TEXT PROVIDED:
=== Begin Enclosure ===

Photo: Scott SchumacherWangari Maathai, winner of the Nobel Peace Prize in 2004, passed away on Sunday at the age of 71. She was the first African woman to win the prize, and the first person to win for environmental activism. She died in a hospital in Nairobi, Kenya, while undergoing treatment for ovarian cancer.
In the 1970s, Professor Maathai became active in a number of environmental and humanitarian organizations in Nairobi … Through her work … she spoke to rural women and learned from them about the deteriorating environmental and social conditions affecting poor, rural Kenyans — especially women. The women told her that they lacked firewood for cooking and heating, that clean water was scarce, and nutritious food was limited.
Professor Maathai suggested to them that planting trees might be an answer. The trees would provide wood for cooking, fodder for livestock, and material for fencing; they would protect watersheds and stabilize the soil, improving agriculture. This was the beginning of the Green Belt Movement (GBM), which was formally established in 1977. GBM has since mobilized hundreds of thousands of women and men to plant more than 47 million trees, restoring degraded environments and improving the quality of life for people in poverty.
As GBM’s work expanded, Professor Maathai realized that behind poverty and environmental destruction were deeper issues of disempowerment, bad governance, and a loss of the values that had enabled communities to sustain their land and livelihoods, and what was best in their cultures. The planting of trees became an entry point for a larger social, economic, and environmental agenda.
In the 1980s and 1990s the Green Belt Movement joined with other pro-democracy advocates to press for an end to the abuses of the dictatorial regime of then Kenyan president Daniel arap Moi.

=== End Enclosure ===

(Entries taken from a collection)
=== Begin Enclosure ===

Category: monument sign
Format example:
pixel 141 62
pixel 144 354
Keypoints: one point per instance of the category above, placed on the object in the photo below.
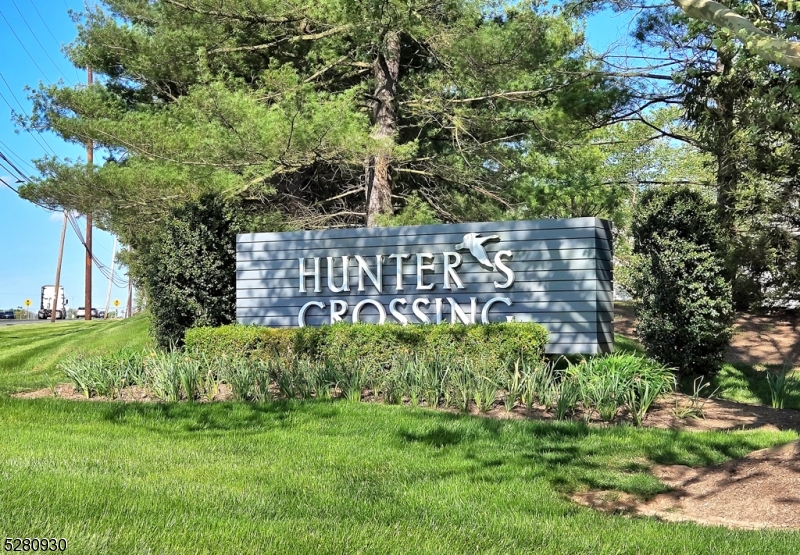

=== End Enclosure ===

EXERCISES:
1/ Summarize the passage about Wangari Maathai in two sentences.
2/ According to the passage about Wangari Maathai, in what year was the Green Belt Movement formally established?
3/ Continue the passage about Wangari Maathai from the point where it stops.

TASK-BY-TASK OUTPUTS:
1/ Wangari Maathai, who won the Nobel Peace Prize in 2004 as the first African woman and the first person honored for environmental activism, died at 71 in a Nairobi hospital while being treated for ovarian cancer. After rural Kenyan women told her they lacked firewood, clean water and nutritious food, she proposed planting trees, which led to the Green Belt Movement, formally established in 1977, that has planted more than 47 million trees and later joined pro-democracy advocates against the abuses of Daniel arap Moi's regime.

2/ It was formally established in 1977.

3/
Maathai went on to get elected as a member of parliament in Kenya in 2002, and to serve as deputy minister for the environment from 2003 to 2005. She continued working for sustainability, peace, and justice through the U.N. Environment Program and a number of other organizations.
Grist’s Amanda Little interviewed Maathai in 2005 and asked how she grew her organization to the point where it was it able to plant 30 million trees over its first 30 years. Maathai explained:
On the very first day we planted seven trees, and I like to mention this because sometimes people get overwhelmed by 30 million. It is important to understand that this is a process, not something that happens in a bang.
Much more important than the trees themselves is the mobilization of rural populations in large numbers — populations that we normally think are helpless, are dependent, are not able to do things for themselves. They organized themselves and started to address the issues in their own communities to improve their quality of life. At its peak, we’ve had over 6,000 groups of women planting trees. In the process they educate themselves and address government issues. Eventually we became a pro-democracy movement.